EXERCISE> In the records below, find the line containing "Expected: for every instance of the brown", then extract that line and all subsequent lines exactly, leaving out everything else.

Location identification items>
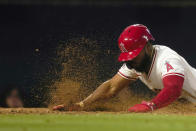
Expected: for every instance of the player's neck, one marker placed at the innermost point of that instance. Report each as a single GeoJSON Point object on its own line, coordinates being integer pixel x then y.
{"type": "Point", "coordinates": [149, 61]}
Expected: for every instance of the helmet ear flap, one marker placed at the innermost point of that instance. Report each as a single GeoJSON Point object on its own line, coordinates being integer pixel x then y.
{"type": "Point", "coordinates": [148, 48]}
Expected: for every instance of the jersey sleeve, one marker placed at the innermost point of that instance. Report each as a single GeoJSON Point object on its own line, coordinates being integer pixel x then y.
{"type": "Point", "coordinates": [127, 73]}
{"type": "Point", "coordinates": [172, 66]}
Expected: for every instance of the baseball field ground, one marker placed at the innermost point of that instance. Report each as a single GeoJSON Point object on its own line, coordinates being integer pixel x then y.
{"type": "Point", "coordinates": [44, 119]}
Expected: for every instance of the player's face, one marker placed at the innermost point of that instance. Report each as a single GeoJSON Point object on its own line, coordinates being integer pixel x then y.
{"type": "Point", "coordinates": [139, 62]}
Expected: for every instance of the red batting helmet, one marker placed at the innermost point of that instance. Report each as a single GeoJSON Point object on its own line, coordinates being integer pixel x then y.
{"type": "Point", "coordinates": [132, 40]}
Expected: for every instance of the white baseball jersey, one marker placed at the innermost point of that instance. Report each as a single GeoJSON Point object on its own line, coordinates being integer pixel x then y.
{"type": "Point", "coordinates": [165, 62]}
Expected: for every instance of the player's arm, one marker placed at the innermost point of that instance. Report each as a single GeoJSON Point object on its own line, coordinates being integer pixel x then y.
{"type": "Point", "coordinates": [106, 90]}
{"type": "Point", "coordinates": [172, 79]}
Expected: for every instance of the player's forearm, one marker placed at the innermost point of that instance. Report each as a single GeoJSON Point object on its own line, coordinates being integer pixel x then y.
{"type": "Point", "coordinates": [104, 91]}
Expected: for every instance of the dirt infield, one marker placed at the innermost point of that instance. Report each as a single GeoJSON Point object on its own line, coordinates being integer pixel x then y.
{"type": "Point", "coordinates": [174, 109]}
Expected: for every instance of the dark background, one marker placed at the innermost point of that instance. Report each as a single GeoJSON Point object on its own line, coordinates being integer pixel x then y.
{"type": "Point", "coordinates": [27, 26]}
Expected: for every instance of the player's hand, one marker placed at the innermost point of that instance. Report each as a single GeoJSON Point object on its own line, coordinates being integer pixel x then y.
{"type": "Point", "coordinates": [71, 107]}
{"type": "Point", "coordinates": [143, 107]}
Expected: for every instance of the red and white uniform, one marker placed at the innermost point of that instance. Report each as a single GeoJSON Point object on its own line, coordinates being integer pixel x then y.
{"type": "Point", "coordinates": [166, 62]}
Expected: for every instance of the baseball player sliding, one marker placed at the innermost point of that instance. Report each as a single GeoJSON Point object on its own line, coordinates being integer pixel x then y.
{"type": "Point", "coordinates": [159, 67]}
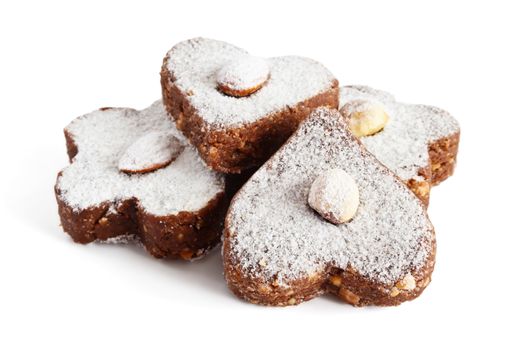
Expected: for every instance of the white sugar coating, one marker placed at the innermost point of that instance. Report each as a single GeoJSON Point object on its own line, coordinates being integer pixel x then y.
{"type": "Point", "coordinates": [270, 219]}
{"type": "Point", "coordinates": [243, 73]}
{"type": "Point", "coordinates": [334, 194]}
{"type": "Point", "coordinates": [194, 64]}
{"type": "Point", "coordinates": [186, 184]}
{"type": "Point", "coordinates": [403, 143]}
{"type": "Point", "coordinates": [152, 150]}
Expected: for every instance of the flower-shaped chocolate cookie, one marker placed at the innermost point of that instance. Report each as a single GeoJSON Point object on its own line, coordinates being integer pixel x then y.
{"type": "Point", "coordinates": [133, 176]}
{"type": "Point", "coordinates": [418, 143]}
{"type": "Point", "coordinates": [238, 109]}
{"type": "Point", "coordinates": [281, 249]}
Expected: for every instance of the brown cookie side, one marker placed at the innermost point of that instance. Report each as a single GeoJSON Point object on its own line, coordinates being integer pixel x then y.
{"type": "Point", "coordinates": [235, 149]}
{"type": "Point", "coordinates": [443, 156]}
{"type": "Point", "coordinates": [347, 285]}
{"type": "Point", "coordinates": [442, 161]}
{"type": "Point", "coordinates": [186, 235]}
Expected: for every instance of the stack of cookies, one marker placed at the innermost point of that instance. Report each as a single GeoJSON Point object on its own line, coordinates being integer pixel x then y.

EXERCISE ANSWER>
Expected: for every instance of the brown cookie side, one marker placed at the innermost point of that instance. Report each as a single GeoJSON Point object on its own line, coordinates being integer pixel x then y.
{"type": "Point", "coordinates": [235, 149]}
{"type": "Point", "coordinates": [443, 156]}
{"type": "Point", "coordinates": [347, 285]}
{"type": "Point", "coordinates": [442, 161]}
{"type": "Point", "coordinates": [186, 235]}
Expected: for every instance of the stack of cookies, one marker placed at the innermost point of that instance. Report each as a single GeoJSON Point object on its own line, coordinates being integer pixel x then y.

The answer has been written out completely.